→ **Given entries**
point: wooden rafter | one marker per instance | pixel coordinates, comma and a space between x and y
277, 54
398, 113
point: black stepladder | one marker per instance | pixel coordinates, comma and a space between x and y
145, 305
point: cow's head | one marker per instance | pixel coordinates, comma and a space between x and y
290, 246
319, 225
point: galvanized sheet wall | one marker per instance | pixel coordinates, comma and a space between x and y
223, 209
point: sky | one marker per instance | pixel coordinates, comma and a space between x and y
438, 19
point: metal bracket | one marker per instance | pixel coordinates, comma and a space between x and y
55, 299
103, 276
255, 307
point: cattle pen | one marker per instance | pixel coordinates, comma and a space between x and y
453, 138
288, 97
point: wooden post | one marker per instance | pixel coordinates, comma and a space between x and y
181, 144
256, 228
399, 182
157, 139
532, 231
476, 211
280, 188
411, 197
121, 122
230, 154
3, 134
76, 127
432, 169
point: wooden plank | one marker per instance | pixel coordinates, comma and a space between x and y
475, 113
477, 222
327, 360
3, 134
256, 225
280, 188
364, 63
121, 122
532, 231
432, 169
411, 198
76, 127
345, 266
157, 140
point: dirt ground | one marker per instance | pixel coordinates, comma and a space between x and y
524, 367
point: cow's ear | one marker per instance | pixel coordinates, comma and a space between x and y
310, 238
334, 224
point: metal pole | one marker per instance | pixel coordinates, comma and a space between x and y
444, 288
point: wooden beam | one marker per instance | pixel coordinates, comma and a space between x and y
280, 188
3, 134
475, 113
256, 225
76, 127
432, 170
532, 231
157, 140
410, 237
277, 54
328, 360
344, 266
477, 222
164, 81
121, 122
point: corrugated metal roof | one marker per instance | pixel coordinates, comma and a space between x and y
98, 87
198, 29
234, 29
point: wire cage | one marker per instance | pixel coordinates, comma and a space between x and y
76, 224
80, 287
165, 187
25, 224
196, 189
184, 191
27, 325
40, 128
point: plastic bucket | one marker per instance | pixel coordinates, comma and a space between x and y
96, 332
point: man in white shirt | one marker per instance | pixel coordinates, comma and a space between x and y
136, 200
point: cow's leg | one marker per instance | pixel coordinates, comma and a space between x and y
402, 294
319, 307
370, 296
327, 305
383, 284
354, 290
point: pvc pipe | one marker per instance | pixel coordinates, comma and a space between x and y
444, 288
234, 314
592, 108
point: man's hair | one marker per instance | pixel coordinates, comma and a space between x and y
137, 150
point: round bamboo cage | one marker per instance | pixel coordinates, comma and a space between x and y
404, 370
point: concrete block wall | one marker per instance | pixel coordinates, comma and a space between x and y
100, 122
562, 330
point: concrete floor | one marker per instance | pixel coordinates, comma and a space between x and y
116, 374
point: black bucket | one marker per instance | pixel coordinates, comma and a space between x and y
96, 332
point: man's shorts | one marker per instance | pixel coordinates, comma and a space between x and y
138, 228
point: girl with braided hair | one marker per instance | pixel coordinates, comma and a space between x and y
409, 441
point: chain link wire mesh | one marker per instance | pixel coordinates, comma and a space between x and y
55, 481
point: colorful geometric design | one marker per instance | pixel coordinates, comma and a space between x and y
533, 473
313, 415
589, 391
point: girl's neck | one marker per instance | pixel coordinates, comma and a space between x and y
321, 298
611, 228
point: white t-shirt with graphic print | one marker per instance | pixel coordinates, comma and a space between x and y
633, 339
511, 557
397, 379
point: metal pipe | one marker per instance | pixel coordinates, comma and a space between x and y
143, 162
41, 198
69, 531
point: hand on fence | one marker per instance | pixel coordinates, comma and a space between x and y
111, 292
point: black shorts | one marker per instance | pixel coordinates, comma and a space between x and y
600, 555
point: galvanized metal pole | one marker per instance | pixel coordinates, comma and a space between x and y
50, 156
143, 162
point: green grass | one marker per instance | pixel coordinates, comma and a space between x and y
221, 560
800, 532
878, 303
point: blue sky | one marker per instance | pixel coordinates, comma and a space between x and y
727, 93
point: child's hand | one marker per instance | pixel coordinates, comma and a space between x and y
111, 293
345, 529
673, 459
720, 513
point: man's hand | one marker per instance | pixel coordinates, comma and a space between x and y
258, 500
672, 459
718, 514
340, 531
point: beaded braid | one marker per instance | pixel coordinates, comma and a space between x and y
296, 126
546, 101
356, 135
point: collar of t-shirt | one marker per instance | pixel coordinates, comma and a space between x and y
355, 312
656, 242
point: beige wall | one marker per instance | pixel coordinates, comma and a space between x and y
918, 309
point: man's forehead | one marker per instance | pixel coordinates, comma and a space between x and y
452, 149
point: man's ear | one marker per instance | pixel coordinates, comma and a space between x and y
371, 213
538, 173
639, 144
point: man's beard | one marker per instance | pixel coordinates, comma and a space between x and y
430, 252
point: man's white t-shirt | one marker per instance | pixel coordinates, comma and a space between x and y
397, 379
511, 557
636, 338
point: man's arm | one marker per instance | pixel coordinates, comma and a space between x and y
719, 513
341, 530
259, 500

→ **Work item**
Copy the data exactly. Leave nothing out.

→ **Response for this exercise**
point: wooden rafter | one marker per instance | pixel coordinates, comma and a space between x and y
277, 54
398, 113
point: black stepladder | one marker per instance | pixel coordinates, comma and a space between x and y
145, 305
point: cow's head | one marker per instance | pixel coordinates, comma and a space between x and y
290, 246
319, 225
point: galvanized sheet wall | one marker per instance | pixel coordinates, comma and a space between x and y
223, 209
point: sky | one marker per instance | pixel coordinates, comma and a space between x and y
438, 19
point: metal bracket | one marker per instance | pixel coordinates, comma and a space between x and y
55, 299
103, 276
255, 307
point: cattle pen | one marker per instance | pixel coordinates, comma and a space between x and y
453, 138
288, 97
point: wooden post | one marker per instance | pixel coordinates, comma and a space between x and y
181, 144
256, 228
399, 182
157, 139
532, 231
476, 211
280, 188
411, 197
121, 122
230, 154
3, 134
76, 127
432, 169
point: wooden plank | one marker per instance | pixel coordinates, comma and a space between x and y
475, 113
477, 222
327, 360
3, 134
256, 225
280, 188
364, 63
121, 122
532, 231
432, 169
411, 198
76, 127
345, 266
157, 140
point: dirt ground | one marker per instance | pixel coordinates, comma and a space between x and y
524, 367
point: cow's ear | one marker per instance | pixel coordinates, comma and a space between x and y
310, 238
334, 224
point: metal pole | one marker per instance | pixel coordinates, comma and a space between x and y
444, 288
point: wooden beam | one marker per instance | pixel coordinates, comma and a space between x and y
280, 188
3, 134
475, 113
256, 225
76, 127
432, 170
532, 231
157, 140
410, 237
277, 54
328, 360
344, 266
477, 222
164, 81
121, 122
point: corrugated metal roof | one marker per instance | pixel coordinates, comma and a space between x and y
98, 87
198, 29
234, 29
point: wire cage | one marker per instance | pixel coordinates, comma and a space between x and y
76, 224
80, 287
165, 187
25, 224
196, 189
184, 191
27, 325
40, 128
point: plastic bucket | one marker per instance | pixel coordinates, comma and a space between x and y
96, 332
point: man in white shirt | one marker per instance | pixel coordinates, comma and a space between x and y
136, 200
point: cow's leg | one marker per instance | pixel coordinates, comma and a space between x and y
402, 294
319, 307
370, 296
327, 305
383, 284
354, 290
point: pvc pipe | one marker per instance | pixel coordinates, comma and a space between x and y
444, 288
234, 314
592, 108
point: man's hair | one marker per instance | pixel coordinates, comma and a space between x and y
137, 150
point: round bamboo cage | one marker per instance | pixel coordinates, comma and a space between x and y
404, 370
point: concrete block wall | one marker per instance | pixel coordinates, comma and a space between x and y
100, 122
562, 330
point: concrete floor | one marker per instance | pixel coordinates, comma and a space between x and y
116, 374
point: black bucket | one marker per instance | pixel coordinates, comma and a space between x and y
96, 332
point: man's shorts | one marker per instance | pixel coordinates, comma and a space between x and y
138, 228
point: girl with braided hair | one marker per instance | pixel coordinates, comma and a space between x and y
409, 441
point: chain link wire mesh | one marker per instance | pixel coordinates, comma and a space between x and y
55, 481
point: colorful geometric design | one marker per instance | pixel coordinates, comma and a space between x and y
533, 473
313, 415
589, 391
point: girl's neck | one marker per instance | pixel coordinates, comma and a space between x and y
321, 298
611, 228
point: white t-shirt with graphic print | one marker per instance | pixel coordinates, comma and a space between x and y
633, 339
511, 557
397, 379
point: metal pipe | one marker per instance | pixel coordinates, comma and a space between x and y
143, 162
41, 198
69, 531
point: hand on fence | one marker per instance | pixel coordinates, comma and a space between x and y
111, 292
point: black shorts | one marker per instance | pixel coordinates, comma and a space between x and y
600, 555
point: galvanized metal pole | one marker per instance | pixel coordinates, comma and a space between x and y
50, 156
143, 162
point: green grass | one marker per instance | pixel coordinates, comma and a space between x and y
221, 560
800, 532
878, 303
point: blue sky | one marker per instance | pixel coordinates, comma and a space between x and y
727, 93
point: child's hand | one marker per instance | pixel coordinates, comma and a space between x and y
111, 293
345, 529
673, 459
720, 513
point: man's hand | one marker per instance | pixel coordinates, comma and a space between x and y
258, 500
672, 459
718, 514
340, 531
point: beaded braid | one marker per instance | pixel coordinates, comma and a space between x and y
296, 126
546, 101
356, 135
point: collar of t-shirt | one marker per instance | pixel coordinates, comma and a space between x and y
355, 312
656, 242
point: beige wall | one marker per instance | pixel coordinates, comma and a space between x and y
918, 309
point: man's forehead | one marker per instance | pixel coordinates, comma and a space between x and y
452, 149
point: man's ear | one marker per instance | pixel coordinates, comma and a space between x and y
371, 213
538, 173
639, 144
point: man's beard | one marker per instance | pixel coordinates, comma and a space between x and y
430, 252
point: man's white t-shirt | one marker per instance | pixel coordinates, comma and a space between x and y
397, 379
511, 557
636, 338
point: man's arm | one marker per instance | pixel coordinates, comma and a space between x and y
719, 513
341, 530
259, 500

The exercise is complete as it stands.